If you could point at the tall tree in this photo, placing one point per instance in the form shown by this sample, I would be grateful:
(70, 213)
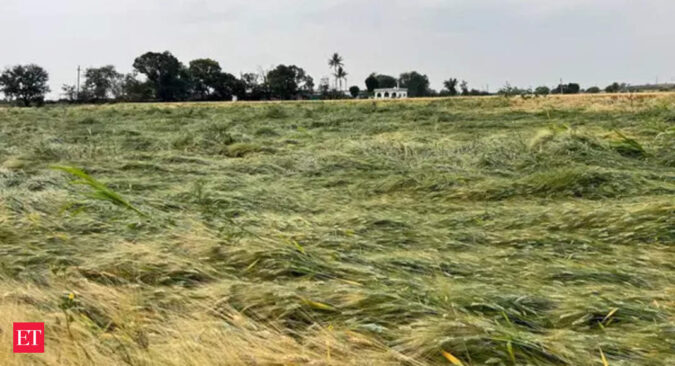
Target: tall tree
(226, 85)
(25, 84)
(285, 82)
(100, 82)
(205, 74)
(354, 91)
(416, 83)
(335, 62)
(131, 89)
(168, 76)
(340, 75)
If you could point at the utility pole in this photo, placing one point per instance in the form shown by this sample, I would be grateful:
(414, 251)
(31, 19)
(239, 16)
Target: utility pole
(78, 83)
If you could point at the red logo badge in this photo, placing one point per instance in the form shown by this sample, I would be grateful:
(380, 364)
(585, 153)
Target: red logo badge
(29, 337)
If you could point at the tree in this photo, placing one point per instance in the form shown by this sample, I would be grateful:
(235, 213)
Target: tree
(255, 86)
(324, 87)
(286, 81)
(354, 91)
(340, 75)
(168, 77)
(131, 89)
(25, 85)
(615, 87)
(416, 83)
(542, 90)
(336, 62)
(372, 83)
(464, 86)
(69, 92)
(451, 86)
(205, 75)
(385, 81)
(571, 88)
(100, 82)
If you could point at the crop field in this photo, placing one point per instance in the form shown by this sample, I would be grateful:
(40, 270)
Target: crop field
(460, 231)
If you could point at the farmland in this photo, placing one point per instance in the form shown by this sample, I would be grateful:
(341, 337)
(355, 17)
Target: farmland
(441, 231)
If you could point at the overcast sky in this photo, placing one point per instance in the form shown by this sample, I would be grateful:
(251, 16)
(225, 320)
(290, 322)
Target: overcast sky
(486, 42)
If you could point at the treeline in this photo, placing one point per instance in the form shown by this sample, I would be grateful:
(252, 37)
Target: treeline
========
#### WHAT YOU SHOULD DO:
Rewrite all of the data above with every "in this photo" changed to "in this image" and nothing else altered. Omit the pictures.

#### ANSWER FOR THE TASK:
If you could point at the tall tree in this image, placing one point per instance in the form shown by this sample, I would be grateful:
(70, 213)
Target: tall tree
(226, 85)
(25, 84)
(285, 82)
(100, 82)
(205, 74)
(354, 91)
(416, 83)
(335, 62)
(131, 89)
(168, 76)
(340, 75)
If you could point at the utility pole in this image, placing one point per instance in the form shown by this sample, I would be grateful:
(414, 251)
(31, 19)
(239, 16)
Target: utility pole
(78, 83)
If you could point at the red logo badge in this image, placing one point per instance in the form shown by this sample, I would be grateful:
(380, 364)
(585, 153)
Target: red logo badge
(29, 337)
If you could point at the tree in this image, placing one point per instance in the form shown by this sample, I would be grateful:
(235, 213)
Target: tree
(255, 86)
(324, 87)
(286, 81)
(354, 91)
(340, 75)
(168, 77)
(131, 89)
(25, 85)
(615, 87)
(416, 83)
(542, 90)
(336, 62)
(372, 83)
(464, 86)
(69, 92)
(451, 86)
(205, 75)
(385, 81)
(571, 88)
(100, 82)
If you could point at the crop field in this image, placing one point per instance in the form shown by this sample, I would be grateful:
(40, 270)
Target: crop field
(460, 231)
If you could point at the farmland in this image, placing one point per instance in the form shown by this sample, I would be grateful:
(341, 337)
(355, 17)
Target: farmland
(441, 231)
If you could point at the overcast sky in this image, placing one point per instance in the form shown by this sample, I would be grateful:
(251, 16)
(225, 320)
(290, 322)
Target: overcast sky
(486, 42)
If you could point at the treeline in this image, placing one point per instance in the form shown by this sample, I would be grateful:
(252, 37)
Target: treeline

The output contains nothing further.